Items in a dataset:
════════════════════
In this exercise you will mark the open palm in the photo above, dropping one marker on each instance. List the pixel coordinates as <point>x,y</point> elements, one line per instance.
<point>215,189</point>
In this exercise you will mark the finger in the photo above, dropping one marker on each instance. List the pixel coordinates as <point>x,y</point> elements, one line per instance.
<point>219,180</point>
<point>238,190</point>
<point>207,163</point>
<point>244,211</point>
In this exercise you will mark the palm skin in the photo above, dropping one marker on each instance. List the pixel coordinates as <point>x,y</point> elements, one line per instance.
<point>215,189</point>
════════════════════
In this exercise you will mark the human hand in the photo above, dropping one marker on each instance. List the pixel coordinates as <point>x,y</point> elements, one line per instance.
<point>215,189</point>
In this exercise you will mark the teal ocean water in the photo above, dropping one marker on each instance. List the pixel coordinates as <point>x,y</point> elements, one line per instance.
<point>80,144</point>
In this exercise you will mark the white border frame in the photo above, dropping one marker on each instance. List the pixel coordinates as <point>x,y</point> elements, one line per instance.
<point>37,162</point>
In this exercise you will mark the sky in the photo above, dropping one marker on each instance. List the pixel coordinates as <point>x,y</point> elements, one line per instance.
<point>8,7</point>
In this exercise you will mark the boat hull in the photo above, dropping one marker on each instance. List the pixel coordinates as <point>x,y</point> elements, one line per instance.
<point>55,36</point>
════════════════════
Task brief:
Copy out the stretch of material that opens with the line containing "In this exercise you will mark the boat" and closes with the line containing "<point>55,36</point>", both ends included. Leave the request text unchanged, but scale every x,y point coordinate in the answers by 1.75, rounding to whole numbers with halves going up.

Completed task:
In this exercise you will mark the boat hull in the photo above, dropping one marker on each instance. List the pixel coordinates as <point>x,y</point> elements, one line per instance.
<point>96,63</point>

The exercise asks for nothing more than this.